◆ **Goal of the exercise**
Starting at the line that contains "Target: piano leg", output each line through the end of the data exactly, and nothing more.

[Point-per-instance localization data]
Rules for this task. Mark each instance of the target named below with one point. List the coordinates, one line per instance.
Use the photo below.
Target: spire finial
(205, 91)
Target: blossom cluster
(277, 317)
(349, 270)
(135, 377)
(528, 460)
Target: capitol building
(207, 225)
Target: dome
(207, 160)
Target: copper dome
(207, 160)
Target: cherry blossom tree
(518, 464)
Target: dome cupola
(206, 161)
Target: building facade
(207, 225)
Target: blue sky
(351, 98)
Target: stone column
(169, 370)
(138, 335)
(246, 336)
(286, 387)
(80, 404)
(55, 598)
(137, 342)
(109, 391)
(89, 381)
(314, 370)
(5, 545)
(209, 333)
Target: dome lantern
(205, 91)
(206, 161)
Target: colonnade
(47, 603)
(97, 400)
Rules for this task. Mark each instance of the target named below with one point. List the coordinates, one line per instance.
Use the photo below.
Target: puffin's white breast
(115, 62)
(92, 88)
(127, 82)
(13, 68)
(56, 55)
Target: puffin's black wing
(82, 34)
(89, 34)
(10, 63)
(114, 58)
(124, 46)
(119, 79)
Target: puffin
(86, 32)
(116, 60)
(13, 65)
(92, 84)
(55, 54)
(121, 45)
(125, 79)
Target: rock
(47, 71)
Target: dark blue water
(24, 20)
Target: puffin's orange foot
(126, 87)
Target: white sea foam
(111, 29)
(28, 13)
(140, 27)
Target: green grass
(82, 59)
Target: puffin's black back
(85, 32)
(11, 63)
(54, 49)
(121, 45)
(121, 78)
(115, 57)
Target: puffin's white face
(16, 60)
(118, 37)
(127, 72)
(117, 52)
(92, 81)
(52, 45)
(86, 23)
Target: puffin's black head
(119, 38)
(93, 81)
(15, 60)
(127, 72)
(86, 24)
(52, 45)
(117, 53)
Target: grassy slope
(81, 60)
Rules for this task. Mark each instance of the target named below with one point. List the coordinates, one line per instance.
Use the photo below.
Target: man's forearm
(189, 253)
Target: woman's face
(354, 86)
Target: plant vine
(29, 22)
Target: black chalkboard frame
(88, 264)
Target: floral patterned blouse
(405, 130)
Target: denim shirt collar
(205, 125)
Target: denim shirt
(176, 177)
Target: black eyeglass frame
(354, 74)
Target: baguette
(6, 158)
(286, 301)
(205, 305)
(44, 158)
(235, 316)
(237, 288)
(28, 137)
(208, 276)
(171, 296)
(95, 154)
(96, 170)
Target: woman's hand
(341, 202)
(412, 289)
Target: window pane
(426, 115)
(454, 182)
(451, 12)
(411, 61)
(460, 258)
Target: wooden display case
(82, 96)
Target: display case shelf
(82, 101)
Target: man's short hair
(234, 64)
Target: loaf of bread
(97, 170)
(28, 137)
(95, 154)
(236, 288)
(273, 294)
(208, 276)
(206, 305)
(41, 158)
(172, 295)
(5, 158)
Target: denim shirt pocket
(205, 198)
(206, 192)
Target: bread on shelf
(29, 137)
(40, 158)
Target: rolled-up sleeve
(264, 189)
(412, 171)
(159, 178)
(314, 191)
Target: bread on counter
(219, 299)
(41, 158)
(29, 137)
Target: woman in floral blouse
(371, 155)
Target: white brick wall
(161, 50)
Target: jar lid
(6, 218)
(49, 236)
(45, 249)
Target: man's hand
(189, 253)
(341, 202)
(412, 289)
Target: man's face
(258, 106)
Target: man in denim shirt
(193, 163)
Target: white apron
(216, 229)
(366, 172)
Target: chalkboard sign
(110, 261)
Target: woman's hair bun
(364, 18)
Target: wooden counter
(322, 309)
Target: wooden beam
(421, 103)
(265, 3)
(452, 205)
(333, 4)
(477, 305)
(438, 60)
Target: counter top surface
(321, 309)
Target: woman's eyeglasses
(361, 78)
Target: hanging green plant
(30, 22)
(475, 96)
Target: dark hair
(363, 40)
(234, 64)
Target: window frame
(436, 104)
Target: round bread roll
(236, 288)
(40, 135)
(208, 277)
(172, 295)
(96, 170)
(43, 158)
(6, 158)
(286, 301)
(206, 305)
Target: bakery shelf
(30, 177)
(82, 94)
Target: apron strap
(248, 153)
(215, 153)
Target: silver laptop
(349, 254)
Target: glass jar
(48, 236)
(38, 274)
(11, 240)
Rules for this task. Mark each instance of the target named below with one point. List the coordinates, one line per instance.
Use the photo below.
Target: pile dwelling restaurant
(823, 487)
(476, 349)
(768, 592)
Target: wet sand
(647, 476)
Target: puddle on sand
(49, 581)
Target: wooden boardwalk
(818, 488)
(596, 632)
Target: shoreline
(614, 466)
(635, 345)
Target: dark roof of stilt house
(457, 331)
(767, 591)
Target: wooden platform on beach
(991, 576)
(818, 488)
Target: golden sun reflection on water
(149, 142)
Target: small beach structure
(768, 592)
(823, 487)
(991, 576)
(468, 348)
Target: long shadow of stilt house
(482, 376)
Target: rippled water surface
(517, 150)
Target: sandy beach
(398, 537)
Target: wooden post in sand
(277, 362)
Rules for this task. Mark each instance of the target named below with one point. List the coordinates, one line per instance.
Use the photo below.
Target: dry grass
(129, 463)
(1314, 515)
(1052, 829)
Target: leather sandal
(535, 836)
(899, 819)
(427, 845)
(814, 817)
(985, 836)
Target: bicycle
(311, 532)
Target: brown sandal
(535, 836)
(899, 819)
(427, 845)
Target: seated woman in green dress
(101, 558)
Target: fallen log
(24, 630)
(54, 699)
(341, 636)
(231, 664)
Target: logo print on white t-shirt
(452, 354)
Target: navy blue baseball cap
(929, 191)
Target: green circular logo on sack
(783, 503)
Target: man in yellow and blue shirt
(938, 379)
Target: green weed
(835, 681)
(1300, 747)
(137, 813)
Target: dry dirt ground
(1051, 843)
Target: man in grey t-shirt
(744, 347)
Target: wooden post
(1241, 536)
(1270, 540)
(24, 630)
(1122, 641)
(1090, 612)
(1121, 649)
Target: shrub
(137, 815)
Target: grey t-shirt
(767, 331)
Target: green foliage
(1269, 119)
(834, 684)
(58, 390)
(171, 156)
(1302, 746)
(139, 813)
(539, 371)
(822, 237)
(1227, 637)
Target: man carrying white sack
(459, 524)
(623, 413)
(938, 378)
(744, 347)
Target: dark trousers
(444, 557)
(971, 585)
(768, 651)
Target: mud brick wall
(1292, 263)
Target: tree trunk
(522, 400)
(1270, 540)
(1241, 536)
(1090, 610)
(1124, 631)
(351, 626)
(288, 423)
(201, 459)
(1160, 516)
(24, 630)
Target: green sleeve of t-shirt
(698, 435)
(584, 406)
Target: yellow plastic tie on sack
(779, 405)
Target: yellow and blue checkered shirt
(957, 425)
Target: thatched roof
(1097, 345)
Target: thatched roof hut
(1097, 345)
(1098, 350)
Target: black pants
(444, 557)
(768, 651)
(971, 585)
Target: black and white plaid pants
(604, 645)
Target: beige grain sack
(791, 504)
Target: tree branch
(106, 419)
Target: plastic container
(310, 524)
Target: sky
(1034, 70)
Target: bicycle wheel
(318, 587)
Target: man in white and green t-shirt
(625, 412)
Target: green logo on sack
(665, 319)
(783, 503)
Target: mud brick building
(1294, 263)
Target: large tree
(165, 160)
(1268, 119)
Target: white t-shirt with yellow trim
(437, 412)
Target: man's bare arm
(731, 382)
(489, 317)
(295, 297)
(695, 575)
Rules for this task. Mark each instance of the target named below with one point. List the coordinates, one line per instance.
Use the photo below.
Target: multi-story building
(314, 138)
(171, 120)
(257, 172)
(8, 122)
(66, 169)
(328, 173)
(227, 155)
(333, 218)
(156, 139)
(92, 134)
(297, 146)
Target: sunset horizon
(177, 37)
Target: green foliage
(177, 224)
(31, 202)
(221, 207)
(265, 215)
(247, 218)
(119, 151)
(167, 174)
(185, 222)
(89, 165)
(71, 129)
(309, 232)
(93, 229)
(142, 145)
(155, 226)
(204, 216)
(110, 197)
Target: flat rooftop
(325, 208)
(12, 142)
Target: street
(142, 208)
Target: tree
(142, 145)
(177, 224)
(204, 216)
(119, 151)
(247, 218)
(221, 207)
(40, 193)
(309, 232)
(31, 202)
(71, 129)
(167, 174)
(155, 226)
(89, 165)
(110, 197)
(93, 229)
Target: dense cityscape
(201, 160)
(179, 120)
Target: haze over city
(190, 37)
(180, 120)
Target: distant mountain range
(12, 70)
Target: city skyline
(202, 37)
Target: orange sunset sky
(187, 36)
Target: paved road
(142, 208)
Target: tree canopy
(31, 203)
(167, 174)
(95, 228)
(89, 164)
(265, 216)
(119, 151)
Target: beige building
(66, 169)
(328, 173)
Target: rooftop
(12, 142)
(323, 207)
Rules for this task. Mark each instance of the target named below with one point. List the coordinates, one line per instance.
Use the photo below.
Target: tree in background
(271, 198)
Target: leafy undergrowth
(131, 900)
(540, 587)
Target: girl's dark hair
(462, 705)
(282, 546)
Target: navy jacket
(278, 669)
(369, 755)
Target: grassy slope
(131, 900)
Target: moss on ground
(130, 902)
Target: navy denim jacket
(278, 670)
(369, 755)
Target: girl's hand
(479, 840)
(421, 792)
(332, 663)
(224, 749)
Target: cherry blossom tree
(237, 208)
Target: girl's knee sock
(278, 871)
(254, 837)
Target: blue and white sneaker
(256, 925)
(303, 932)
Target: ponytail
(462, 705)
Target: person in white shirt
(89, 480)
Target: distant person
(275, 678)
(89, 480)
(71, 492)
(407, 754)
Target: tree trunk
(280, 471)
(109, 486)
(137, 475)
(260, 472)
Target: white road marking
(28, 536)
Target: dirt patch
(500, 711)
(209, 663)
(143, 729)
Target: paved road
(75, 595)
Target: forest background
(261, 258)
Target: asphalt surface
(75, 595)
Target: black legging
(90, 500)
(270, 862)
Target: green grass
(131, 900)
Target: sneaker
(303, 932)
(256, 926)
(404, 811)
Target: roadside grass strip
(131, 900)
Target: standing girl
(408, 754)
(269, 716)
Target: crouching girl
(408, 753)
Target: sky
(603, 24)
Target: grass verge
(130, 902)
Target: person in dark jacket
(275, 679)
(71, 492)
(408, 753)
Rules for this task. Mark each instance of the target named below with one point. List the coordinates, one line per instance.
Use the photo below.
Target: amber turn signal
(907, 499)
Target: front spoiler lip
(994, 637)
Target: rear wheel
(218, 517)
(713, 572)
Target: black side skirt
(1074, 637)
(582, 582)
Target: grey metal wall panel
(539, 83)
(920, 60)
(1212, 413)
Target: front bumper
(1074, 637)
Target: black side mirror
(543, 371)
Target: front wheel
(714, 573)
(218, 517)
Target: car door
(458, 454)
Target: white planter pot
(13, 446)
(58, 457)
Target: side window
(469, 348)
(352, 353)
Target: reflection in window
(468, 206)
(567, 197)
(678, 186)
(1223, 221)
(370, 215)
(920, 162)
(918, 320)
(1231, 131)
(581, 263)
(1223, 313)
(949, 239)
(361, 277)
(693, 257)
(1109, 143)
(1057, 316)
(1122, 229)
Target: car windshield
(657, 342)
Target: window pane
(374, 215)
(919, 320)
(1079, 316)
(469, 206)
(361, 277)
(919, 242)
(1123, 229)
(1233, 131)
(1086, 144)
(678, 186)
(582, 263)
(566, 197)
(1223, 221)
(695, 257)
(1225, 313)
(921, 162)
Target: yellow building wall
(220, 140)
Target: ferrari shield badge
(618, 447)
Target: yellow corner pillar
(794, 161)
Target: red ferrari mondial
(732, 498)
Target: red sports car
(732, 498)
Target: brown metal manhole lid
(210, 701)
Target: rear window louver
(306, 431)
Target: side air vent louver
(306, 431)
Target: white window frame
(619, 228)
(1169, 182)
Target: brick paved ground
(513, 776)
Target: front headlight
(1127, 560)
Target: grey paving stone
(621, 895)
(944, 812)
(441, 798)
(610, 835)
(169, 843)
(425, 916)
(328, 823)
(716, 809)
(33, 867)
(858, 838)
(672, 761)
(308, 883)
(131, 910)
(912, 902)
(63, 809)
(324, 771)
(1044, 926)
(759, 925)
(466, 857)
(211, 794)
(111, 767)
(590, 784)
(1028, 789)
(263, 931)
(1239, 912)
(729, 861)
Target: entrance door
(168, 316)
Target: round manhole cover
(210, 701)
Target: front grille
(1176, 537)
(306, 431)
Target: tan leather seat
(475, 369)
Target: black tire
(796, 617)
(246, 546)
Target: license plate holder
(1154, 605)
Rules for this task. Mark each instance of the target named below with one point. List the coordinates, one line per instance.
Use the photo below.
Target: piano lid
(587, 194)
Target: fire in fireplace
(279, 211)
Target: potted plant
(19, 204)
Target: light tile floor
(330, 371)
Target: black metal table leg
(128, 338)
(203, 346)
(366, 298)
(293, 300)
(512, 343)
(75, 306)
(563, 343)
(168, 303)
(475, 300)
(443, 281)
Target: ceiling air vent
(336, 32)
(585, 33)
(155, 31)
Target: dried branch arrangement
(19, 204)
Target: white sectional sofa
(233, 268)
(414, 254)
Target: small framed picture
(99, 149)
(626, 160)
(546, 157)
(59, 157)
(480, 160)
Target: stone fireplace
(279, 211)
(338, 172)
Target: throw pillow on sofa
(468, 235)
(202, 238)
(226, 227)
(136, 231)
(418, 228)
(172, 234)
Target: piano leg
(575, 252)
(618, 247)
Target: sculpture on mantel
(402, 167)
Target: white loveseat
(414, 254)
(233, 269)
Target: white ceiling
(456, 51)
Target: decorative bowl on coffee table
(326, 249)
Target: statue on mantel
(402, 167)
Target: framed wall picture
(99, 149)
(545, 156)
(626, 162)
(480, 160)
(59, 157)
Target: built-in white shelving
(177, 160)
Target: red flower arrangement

◆ **Result**
Target: piano leg
(575, 252)
(618, 247)
Target: sculpture on mantel
(402, 167)
Target: white loveseat
(414, 254)
(233, 269)
Target: white ceiling
(456, 51)
Target: decorative bowl on coffee table
(326, 249)
Target: statue on mantel
(402, 167)
Target: framed wall picture
(99, 149)
(545, 156)
(626, 162)
(480, 160)
(59, 157)
Target: built-in white shelving
(177, 160)
Target: red flower arrangement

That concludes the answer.